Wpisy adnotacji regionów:

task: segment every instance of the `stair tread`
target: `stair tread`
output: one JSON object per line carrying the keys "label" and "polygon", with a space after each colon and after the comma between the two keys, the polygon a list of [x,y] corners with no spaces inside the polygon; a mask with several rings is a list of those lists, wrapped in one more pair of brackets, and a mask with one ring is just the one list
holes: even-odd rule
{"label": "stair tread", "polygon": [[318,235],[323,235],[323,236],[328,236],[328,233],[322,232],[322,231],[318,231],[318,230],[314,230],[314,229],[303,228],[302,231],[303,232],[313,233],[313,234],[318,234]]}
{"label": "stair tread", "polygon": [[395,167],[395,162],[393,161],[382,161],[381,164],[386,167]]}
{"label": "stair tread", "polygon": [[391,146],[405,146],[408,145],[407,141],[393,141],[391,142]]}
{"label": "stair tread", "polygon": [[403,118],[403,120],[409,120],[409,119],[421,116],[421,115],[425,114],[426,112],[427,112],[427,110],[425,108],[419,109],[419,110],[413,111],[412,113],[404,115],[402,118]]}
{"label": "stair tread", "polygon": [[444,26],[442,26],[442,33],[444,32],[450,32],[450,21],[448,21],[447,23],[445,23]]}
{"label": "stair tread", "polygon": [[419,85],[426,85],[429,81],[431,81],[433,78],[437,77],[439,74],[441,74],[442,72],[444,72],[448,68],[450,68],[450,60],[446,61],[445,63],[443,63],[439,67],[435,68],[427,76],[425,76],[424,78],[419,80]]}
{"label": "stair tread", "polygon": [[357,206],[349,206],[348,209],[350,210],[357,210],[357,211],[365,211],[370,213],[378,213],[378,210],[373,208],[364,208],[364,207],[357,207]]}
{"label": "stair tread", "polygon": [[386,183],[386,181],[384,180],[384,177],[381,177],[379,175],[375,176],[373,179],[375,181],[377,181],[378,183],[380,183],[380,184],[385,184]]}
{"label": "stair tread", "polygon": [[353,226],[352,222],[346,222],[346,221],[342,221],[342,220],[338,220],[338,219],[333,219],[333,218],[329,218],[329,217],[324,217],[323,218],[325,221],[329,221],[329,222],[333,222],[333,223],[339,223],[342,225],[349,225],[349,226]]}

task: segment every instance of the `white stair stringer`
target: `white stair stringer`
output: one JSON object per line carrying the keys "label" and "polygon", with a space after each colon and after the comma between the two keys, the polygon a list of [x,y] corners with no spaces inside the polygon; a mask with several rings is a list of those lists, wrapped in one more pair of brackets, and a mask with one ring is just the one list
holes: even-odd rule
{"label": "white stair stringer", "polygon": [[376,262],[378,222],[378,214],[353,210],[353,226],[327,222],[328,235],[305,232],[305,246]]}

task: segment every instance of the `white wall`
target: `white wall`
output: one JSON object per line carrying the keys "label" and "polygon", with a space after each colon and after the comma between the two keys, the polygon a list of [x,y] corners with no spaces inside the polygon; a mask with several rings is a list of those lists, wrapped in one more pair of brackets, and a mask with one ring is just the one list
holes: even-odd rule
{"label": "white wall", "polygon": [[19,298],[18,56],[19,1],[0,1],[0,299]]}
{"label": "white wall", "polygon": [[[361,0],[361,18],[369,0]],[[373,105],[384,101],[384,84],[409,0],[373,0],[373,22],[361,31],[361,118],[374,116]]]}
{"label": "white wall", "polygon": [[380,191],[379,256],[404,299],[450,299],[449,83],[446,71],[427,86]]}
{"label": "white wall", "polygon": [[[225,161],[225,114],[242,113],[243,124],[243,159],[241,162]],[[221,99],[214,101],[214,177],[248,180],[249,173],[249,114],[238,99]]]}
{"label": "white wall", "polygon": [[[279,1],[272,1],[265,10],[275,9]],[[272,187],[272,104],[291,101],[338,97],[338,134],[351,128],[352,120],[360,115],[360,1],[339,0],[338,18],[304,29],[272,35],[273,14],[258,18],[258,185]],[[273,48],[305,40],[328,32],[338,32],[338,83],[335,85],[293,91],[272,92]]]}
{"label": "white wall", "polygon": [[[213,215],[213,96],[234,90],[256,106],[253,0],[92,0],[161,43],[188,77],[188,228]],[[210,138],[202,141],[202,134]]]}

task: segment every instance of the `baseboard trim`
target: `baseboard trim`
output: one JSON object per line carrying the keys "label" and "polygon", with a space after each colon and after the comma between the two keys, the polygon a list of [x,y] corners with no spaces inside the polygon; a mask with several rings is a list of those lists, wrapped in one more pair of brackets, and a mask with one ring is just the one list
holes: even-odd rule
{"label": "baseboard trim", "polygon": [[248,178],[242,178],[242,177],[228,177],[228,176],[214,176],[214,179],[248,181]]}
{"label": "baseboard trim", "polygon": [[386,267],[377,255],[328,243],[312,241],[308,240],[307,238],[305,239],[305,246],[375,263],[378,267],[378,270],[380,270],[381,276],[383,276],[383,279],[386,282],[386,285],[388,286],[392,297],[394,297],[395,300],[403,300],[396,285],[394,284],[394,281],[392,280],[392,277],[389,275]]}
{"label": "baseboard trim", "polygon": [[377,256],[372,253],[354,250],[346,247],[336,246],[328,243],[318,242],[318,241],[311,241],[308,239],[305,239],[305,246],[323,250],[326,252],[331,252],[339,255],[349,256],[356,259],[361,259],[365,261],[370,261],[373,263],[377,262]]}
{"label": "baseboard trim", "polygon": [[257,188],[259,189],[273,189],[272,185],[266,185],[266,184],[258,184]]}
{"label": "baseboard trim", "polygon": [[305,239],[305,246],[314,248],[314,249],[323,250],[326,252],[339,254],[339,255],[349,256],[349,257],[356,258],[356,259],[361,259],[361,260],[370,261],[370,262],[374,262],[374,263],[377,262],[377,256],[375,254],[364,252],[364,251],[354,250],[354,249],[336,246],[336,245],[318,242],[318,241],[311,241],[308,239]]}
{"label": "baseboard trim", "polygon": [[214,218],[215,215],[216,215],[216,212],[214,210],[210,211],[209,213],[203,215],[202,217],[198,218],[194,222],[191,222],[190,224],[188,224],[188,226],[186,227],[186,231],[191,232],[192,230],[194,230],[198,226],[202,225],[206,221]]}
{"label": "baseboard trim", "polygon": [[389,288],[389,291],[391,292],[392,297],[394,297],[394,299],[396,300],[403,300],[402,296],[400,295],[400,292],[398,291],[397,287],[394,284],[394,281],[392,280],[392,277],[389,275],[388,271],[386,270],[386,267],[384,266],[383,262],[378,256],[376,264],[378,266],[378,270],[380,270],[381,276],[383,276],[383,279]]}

◆ SZCZEGÓŁY ZADANIA:
Zbierz z rekordów wszystkie wiersze, w których występuje ciąg „every”, i przepisz je w całości. Wielkość liter ma znaczenie.

◆ PEŁNE ROZWIĄZANIE:
task: segment every instance of the `stair tread`
task: segment every instance of the `white stair stringer`
task: segment every instance of the `white wall`
task: segment every instance of the `baseboard trim`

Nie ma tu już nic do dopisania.